Stored data entries:
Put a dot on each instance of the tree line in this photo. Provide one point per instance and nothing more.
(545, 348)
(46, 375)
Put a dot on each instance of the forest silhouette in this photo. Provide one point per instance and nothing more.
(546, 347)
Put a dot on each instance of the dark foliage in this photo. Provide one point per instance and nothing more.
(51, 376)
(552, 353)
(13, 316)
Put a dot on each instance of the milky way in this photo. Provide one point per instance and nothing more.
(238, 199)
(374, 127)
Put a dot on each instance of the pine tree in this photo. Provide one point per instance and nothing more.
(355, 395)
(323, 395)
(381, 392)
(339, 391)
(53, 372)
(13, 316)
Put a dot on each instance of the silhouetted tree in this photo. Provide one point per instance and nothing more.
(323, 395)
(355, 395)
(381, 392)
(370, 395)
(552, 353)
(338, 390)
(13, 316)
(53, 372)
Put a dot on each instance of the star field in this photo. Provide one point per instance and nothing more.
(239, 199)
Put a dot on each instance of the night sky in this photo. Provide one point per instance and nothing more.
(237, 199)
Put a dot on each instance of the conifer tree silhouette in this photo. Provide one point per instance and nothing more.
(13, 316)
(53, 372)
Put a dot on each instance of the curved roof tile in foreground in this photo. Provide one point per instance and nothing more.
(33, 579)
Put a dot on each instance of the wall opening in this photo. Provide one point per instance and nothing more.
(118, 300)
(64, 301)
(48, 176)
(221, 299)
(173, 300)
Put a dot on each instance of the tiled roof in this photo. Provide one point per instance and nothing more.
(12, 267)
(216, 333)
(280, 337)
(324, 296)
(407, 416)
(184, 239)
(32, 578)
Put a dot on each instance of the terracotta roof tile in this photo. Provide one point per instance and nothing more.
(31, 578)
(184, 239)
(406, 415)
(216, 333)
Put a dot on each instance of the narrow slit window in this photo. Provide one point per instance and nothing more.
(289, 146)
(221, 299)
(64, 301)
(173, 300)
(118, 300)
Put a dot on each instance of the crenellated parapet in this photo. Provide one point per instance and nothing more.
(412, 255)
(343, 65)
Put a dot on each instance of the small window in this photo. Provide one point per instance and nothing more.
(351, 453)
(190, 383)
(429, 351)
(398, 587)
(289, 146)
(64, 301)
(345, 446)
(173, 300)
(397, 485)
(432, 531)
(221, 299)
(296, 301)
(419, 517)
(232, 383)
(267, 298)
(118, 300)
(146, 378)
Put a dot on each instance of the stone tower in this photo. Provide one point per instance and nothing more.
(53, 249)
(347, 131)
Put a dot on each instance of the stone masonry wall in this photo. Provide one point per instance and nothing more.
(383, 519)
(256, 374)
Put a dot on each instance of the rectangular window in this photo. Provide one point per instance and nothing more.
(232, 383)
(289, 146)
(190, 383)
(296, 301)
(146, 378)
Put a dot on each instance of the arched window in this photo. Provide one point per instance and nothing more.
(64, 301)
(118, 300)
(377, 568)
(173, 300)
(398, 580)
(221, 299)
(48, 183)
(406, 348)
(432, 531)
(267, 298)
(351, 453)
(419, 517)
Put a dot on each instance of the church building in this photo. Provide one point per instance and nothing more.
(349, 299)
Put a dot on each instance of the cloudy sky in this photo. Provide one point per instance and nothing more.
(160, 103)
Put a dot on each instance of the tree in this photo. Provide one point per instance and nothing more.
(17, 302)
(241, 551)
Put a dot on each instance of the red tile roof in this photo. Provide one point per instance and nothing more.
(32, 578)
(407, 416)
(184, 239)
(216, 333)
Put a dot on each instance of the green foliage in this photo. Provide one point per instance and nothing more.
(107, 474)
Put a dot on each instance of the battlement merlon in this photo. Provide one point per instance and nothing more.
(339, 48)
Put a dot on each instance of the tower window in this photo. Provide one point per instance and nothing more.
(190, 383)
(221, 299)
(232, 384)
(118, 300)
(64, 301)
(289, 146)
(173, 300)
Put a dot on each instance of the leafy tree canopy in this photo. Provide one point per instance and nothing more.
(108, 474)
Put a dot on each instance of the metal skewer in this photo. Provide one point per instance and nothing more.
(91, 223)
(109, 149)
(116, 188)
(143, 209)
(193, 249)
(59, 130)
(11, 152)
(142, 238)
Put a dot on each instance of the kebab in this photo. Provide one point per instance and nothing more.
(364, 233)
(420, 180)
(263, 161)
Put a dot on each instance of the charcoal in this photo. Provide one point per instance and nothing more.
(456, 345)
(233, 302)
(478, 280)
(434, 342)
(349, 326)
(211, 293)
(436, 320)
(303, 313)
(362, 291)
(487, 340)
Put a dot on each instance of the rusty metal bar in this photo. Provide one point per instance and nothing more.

** WHAT TO DO **
Write the records out again. Each one must match exactly.

** EXERCISE RESPONSE **
Put a dot on each instance of the tree line in this photo. Provide one point per instance and nothing more.
(545, 348)
(46, 375)
Put a dot on each instance of the forest silhouette in this photo. Provide one point per instance and nothing more.
(546, 347)
Put a dot on each instance of the dark foliage in this photo. Provide one point per instance and nothing more.
(51, 376)
(552, 353)
(13, 316)
Put a dot on each instance of the milky way in this photo. Provide one point per instance and nothing more.
(238, 199)
(374, 127)
Put a dot on each instance of the pine tree in this photo. Provide one point per instance and nothing more.
(355, 395)
(323, 395)
(381, 392)
(339, 391)
(53, 372)
(13, 316)
Put a dot on each instance of the silhouetted tree in this photo. Provide one point per instance and nothing more.
(323, 395)
(355, 395)
(381, 392)
(370, 395)
(552, 353)
(338, 390)
(13, 316)
(53, 372)
Put a dot on each instance of the star field in this photo. Provide one point per instance and nothing more.
(239, 199)
Put a dot on each instance of the night sky in this photo. Provide one point per instance and nothing more.
(237, 199)
Put a dot on each instance of the conifer tree silhouette in this photo. Provide one point per instance and nothing more.
(13, 316)
(53, 372)
Put a dot on each instance of the curved roof tile in foreground in this photo. Provide one point per instance and nothing more.
(33, 579)
Put a dot on each instance of the wall opening in this photo. Provide one point per instance and nothing more.
(118, 300)
(64, 301)
(48, 176)
(221, 299)
(173, 300)
Put a dot on each instance of the tiled roof in this photo. Provide one point per instance and nothing more.
(12, 267)
(216, 333)
(280, 337)
(324, 296)
(407, 416)
(184, 239)
(32, 578)
Put a dot on each instance of the terracotta roof tile in this photo. Provide one point per instance and nothing more.
(31, 578)
(184, 239)
(406, 415)
(216, 333)
Put a dot on each instance of the narrow slit window in this photo. Provide one point per instance and nothing more.
(289, 146)
(221, 299)
(64, 301)
(173, 300)
(118, 300)
Put a dot on each instance of the crenellated parapet in this photo. Provide one point per instance and nothing more.
(412, 255)
(343, 65)
Put a dot on each instance of the small window in this photo. Provide one point per instance and nothing more.
(351, 453)
(190, 383)
(429, 351)
(398, 587)
(289, 146)
(64, 301)
(345, 446)
(173, 300)
(397, 485)
(432, 531)
(221, 299)
(296, 301)
(419, 517)
(232, 383)
(267, 298)
(118, 300)
(146, 378)
Put a dot on each instance of the stone tower in this photo. Provide one point per instance and nothing more.
(53, 249)
(347, 131)
Put a dot on each instance of the stone masonry wall in this photo. Provide one point per instance and nothing more.
(383, 519)
(256, 374)
Put a dot on each instance of the rectangular window in this photo. Provide one point per instance and nothing more.
(232, 383)
(289, 146)
(190, 383)
(296, 301)
(146, 378)
Put a dot on each instance of the arched window in this photo. Provide one point per instance and nothing more.
(64, 301)
(118, 300)
(377, 568)
(173, 300)
(398, 580)
(221, 299)
(48, 183)
(406, 348)
(432, 531)
(267, 298)
(351, 453)
(419, 517)
Put a dot on each instance of the church building in this photo. Provide one point per instance and nothing more.
(349, 299)
Put a dot on each instance of the cloudy sky in this photo. Provide one point per instance and nothing more.
(160, 103)
Put a dot on each instance of the tree in this photo. Provide one point per instance and nothing more.
(17, 302)
(241, 551)
Put a dot on each instance of the red tile roof in this photo. Provide one point per instance and nothing more.
(32, 578)
(407, 416)
(184, 239)
(216, 333)
Put a dot on each instance of the green foliage in this photo. Provide one point per instance and nothing more.
(107, 474)
Put a dot on each instance of the battlement merlon in this photo. Provide one point per instance and nothing more.
(339, 48)
Put a dot on each instance of the tower window in this photo. Provide one point per instance and nothing more.
(190, 383)
(221, 299)
(232, 384)
(118, 300)
(64, 301)
(289, 146)
(173, 300)
Put a dot on each instance of the leafy tree canopy in this photo. Provide one point per instance and nothing more.
(108, 474)
Put a dot on each instance of the metal skewer in this photo. Provide one point per instance and nothing more.
(91, 223)
(109, 149)
(116, 188)
(143, 209)
(193, 249)
(59, 130)
(11, 152)
(142, 238)
Put a dot on each instance of the kebab in this photo. Provide one point per instance and nothing more.
(364, 233)
(420, 180)
(263, 161)
Put a dot on each instance of the charcoal in this photo. Provide one point per instance and nothing more.
(456, 345)
(233, 302)
(478, 280)
(434, 342)
(349, 326)
(211, 293)
(436, 320)
(303, 313)
(362, 291)
(487, 340)
Put a dot on each instance of the rusty metal bar in this photo. Provide one point per instance and nothing more.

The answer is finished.